EXERCISE REQUIREMENTS:
- A) Answer these questions from the problem-based learning abstract, one line each:
(i) In what month and year were the interns assessed?
(ii) How many completed questionnaires were returned?
(iii) In which three areas did the PBL-taught interns show statistically significant superiority?
- B) In the problem-based learning abstract, turn the paragraph starting "In June 2001, all the interns" into a short bulleted list that keeps its main facts.

TEXT EXCERPT:
================
Evaluation of problem-based learning education after clerkship at the Chang Gung University School of Medicine.

Chang Gung medical journal

PubMedID: 12553364

Chen YC, Fang JT, Lin JD, Cherng WJ. Evaluation of problem-based learning education after clerkship at the Chang Gung University School of Medicine. Chang Gung Med J. 2002;25(11):758-63.
BACKGROUND
The Chang Gung University School of Medicine adopted problem-based learning (PBL) education 3 years ago. A questionnaire was designed to evaluate the effectiveness of this teaching method, and the results were analyzed to determine statistical significance.

METHODS
In June 2001, all the interns in the Medical and Surgical departments of the Chang Gung Memorial Hospital were compulsorily assessed using a newly developed questionnaire, which was provided to the residents, chief resident, and attending doctors. The questions involved the interns' ability to perform 10 essential skills, namely (1) problem searching, (2) problem solving, (3) initiative learning, (4) thinking process, (5) establishing the patient-doctor relationship, (6) establishing the doctor-nurse relationship, (7) interaction with peers, (8) professional knowledge, (9) clinical techniques, and (10) medical notes writing. Forty-three completed questionnaires, evaluating 25 interns, were returned. Of these 25 individuals, 14 had participated in PBL education and 11 had been taught using the conventional variant.

RESULTS
No statistically significant differences were demonstrated for gender or average school records between the interns who had been taught using the PBL and conventional methods. Statistically significant superiority was demonstrated for interns educated using PBL in three of 10 areas including, thinking process, professional knowledge, and clinical techniques.

CONCLUSION
Analysis of the questionnaire results clearly demonstrated that the introduction of the PBL method of teaching at the university was efficacious in terms of the competence demonstrated by the interns when entering clinical practice.
================
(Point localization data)
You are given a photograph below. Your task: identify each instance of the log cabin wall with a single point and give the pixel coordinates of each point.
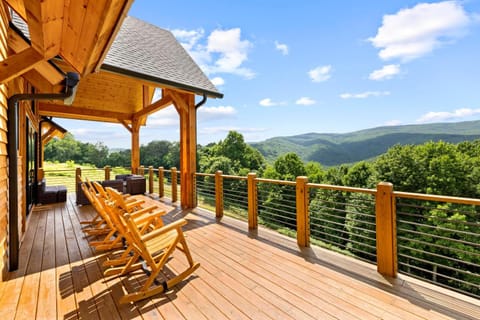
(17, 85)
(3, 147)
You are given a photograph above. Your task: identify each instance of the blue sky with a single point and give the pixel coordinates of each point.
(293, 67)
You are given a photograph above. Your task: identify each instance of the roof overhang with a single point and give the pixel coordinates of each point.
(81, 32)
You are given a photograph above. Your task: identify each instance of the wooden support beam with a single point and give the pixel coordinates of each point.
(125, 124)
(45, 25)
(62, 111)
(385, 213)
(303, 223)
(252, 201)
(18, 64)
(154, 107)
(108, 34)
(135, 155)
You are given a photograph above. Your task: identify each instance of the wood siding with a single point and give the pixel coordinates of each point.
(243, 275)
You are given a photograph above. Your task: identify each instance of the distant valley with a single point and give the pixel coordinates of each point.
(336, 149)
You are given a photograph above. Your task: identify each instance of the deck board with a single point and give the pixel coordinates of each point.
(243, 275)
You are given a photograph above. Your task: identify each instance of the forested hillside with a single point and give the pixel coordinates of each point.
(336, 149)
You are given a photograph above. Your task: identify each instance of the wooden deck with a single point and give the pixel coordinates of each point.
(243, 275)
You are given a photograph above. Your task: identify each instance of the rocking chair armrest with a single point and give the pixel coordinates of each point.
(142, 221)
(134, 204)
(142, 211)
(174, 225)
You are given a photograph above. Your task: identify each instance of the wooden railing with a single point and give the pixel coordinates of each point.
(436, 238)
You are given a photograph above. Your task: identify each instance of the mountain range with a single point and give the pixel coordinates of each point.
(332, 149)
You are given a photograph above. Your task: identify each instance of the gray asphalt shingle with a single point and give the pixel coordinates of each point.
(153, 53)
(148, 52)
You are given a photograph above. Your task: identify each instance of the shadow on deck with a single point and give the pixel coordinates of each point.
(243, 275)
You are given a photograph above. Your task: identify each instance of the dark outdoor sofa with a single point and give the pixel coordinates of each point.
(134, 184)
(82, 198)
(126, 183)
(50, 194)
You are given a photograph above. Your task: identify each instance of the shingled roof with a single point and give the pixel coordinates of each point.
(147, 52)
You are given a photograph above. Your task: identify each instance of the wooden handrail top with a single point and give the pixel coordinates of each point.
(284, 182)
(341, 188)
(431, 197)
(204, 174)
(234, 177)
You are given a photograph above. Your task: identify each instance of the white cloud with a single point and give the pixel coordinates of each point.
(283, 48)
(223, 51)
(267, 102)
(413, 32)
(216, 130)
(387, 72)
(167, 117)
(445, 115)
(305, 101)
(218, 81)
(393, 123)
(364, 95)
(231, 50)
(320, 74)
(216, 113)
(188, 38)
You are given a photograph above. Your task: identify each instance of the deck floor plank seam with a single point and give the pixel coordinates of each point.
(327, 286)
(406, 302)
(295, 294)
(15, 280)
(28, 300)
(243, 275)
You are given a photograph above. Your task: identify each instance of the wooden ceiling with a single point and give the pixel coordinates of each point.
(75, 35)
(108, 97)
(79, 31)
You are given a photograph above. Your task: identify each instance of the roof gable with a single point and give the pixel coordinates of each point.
================
TASK-BY-TASK SOLUTIONS:
- A)
(i) June 2001
(ii) Forty-three
(iii) Thinking process, professional knowledge, and clinical techniques

- B)
- In June 2001, all interns in the Medical and Surgical departments of Chang Gung Memorial Hospital were compulsorily assessed with a newly developed questionnaire.
- The questionnaire went to the residents, chief resident, and attending doctors.
- It rated 10 essential skills: problem searching, problem solving, initiative learning, thinking process, patient-doctor relationship, doctor-nurse relationship, interaction with peers, professional knowledge, clinical techniques, and medical notes writing.
- Forty-three completed questionnaires were returned, covering 25 interns.
- Of those interns, 14 had PBL education and 11 had conventional teaching.